> _Exercise instructions_
Answer yes or no for whether each statement agrees with the text on mosaicism, and quote the words that decide it. (a) Mammalian females are usually mosaic. (b) Trisomy present in only some cells generally gives a more severe phenotype than in non-mosaic patients with the same disorder. (c) In the 46/47 XY/XXY mosaic form of Klinefelter's syndrome, the XXY cells have 46 total chromosomes.
───── Selected text ─────
In medicine (genetics), a mosaic or mosaicism denotes the presence of two populations of cells with different genotypes in one patient, where usually one of the two is affected by a genetic disorder. Mosaicism may result from a mutation during development which is propogated to only a subset of the adult cells. Mammalian females are usually mosaic because one of their X chromosomes is randomly inactivated during development.
Although most forms of trisomy are due to problems in meiosis and affect all cells of the zygote, there are cases where the trisomy only occurs in a selection of the cells. Generally this leads to a milder phenotype than in non-mosaic patients with the same disorder.
Sometimes intersex conditions can be caused by mosaicism - where some cells in the body have XX and others XY chromosomes.
Another example of a mosaic genotype is one of the milder forms of Klinefelter's syndrome, called 46/47 XY/XXY mosaic wherein some of the patient's cells contain XY chromosomes, and some contain XXY chromosomes. The 46/47 annotation indicates that the XY cells have the normal number of 46 total chromosomes, and the XXY cells have 47 total chromosomes.
───── Material provided ─────
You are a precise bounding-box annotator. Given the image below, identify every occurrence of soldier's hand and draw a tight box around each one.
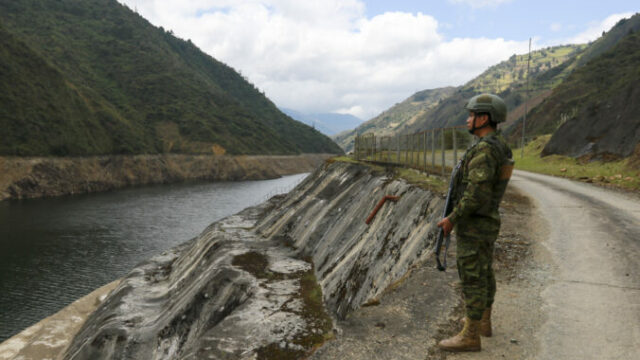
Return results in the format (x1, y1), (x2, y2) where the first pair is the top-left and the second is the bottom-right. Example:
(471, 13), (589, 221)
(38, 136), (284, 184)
(437, 218), (453, 236)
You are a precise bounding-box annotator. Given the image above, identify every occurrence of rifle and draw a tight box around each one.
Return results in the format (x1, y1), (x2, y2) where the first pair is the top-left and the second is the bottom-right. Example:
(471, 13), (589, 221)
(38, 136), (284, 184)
(435, 158), (466, 271)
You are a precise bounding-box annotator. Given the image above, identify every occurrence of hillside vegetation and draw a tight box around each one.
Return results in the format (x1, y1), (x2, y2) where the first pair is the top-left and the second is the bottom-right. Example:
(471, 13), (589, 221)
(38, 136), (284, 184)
(530, 33), (640, 159)
(344, 14), (640, 156)
(0, 0), (341, 155)
(407, 45), (585, 132)
(333, 86), (456, 151)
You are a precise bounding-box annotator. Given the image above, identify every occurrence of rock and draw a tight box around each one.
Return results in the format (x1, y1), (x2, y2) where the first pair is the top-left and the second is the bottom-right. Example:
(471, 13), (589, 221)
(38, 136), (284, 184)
(64, 162), (443, 360)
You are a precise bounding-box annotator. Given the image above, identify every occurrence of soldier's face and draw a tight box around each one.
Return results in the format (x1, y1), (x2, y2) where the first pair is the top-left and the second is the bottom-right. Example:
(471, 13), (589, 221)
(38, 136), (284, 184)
(467, 111), (489, 131)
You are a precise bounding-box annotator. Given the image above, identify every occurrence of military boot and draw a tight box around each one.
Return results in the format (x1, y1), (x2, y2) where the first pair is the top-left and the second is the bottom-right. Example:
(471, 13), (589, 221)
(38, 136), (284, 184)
(460, 308), (493, 337)
(438, 318), (480, 352)
(480, 308), (493, 337)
─────
> _Solution to this exercise_
(a) Yes: "Mammalian females are usually mosaic because one of their X chromosomes is randomly inactivated during development."
(b) No: "Generally this leads to a milder phenotype than in non-mosaic patients with the same disorder."
(c) No: "the XXY cells have 47 total chromosomes."